• [EXTRACT TO READ]:
More brat ramblings and a direct response to Kat's thoughts on Living Legend team at Soldiers Angels....
As Kat knows, today I applied to join the Living Legend teams at Soldiers Angels. After a few emails back and forth it seems I am accepted to join this special group. As Kat posted at SA, now she and me can be synchros flying Angels on THAT team too. I have always been aware of the Living Legends team, but have not applied until now, not wanting to commit to such a team and maybe fall down in my commitment. I have been an active member of a number of teams at SA, but this one - this one I know needs a special touch. Or as I prefer to see it 'special help'. Kat's blog talks about her heart going on to the page of every letter she writes to those left behind when a hero falls. As she does, whenever I write anything, or talk to any soldier within SA, I always ask for help. I am very aware that my words are usually inadequate, so I turn the mission over to my God. I am not a religious person by any stretch of the imagination, but I do have a very personal relation with my God. For over two years I have written an online column, sharing my take on the world, as I am led on my spiritual journey. Along that path I have been sent many people who are in grief, suffering losses the like of which most of us can only imagine in our darkest nightmares. Most times I may never have encountered these grieving souls before, but it always seems to happen (no coincidences!) that they cross my path when their soul and heart is in their darkest hour. I hold hands across the miles, and I listen. Always listen. Sometimes I only touch their lives once; other times it may be many months that I am privy to their innermost agonies. And I am always, always humbled. Do I preach? Never....Do I open my heart? Always....Do I take credit for anything that passes between us? Never...I always find an opportunity - love how that happens :) - to remark that whatever I give, or offer, is not about me, not even FROM me. Every single column I have written on this journey I am blessed with, has been given to me. I never know from one day to the next, WHAT I will write. The words just come. So it is when I meet grief. I ask for help, to know when to speak, when to be silent.

• [PROMPT]: Resume the blog post about joining the Living Legends team at Soldiers Angels, picking up right after its last sentence. The rows after this point come from a separate source.

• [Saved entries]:
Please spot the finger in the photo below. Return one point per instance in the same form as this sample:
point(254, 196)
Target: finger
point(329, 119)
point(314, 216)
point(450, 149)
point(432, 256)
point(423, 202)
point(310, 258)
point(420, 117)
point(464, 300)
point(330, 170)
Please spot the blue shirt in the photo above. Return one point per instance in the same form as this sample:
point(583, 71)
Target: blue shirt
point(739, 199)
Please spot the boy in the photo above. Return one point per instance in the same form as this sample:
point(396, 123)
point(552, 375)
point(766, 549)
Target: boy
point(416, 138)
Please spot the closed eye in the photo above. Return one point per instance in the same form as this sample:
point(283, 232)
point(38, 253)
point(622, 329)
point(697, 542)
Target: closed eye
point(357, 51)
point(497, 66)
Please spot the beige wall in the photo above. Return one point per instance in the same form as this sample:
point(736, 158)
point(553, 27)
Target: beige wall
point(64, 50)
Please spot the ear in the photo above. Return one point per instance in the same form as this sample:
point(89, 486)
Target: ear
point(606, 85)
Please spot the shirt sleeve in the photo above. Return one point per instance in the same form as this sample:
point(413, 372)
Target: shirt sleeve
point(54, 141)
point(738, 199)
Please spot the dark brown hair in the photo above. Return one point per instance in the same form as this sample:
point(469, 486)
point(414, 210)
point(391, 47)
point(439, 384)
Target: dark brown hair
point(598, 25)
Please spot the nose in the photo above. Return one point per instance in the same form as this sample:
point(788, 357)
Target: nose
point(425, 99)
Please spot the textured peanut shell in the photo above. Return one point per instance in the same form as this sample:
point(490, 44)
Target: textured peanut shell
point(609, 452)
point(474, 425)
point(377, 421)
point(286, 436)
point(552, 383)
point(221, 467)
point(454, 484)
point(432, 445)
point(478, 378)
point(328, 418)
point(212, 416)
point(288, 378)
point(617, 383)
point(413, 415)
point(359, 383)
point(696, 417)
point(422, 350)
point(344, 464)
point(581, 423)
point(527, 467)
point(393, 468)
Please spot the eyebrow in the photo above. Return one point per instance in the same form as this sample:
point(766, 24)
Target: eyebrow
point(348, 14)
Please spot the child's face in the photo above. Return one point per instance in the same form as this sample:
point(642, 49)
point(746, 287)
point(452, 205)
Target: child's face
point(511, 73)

• [ANSWER FOR THE TASK]:
I am infamous as a brat with many sayings. Two that come to mind right now: "I am but an instrument". And I truly believe we are ALL instruments, if we choose to accept the mission. We are all on this journey togather. We may 'meet' for two minutes, it may be a longer sojourn. We cannot know. The other saying I have? "Love never dies." I totally know this, and this is why I am honoured to be accepted into the Living Legends team. I totally KNOW that love lives on, long after any of us have shed our human wrapping. This knowing I have - I know is very small comfort to people immersed, drowning, in grief. I am so aware that every person's grief is unique to them, even as many writers have established a 'stages of grief' if you will....
So today, I was led to apply to the Living Legends team. Today, it seems, I am accepted into this special forum, with yet another opportunity to acknowledge others' painful sacrifices along this journey called human life. To me, it is no coincidence that this team is called LIVING legends. I know that evey soldier, every one of these beloved heroes, WILL live on in the love they have shared on this earth. And, as always I am honoured, and humbled to play some small part in acknowledging their love, which never dies....
Monday, July 24, 2006
Love lives on........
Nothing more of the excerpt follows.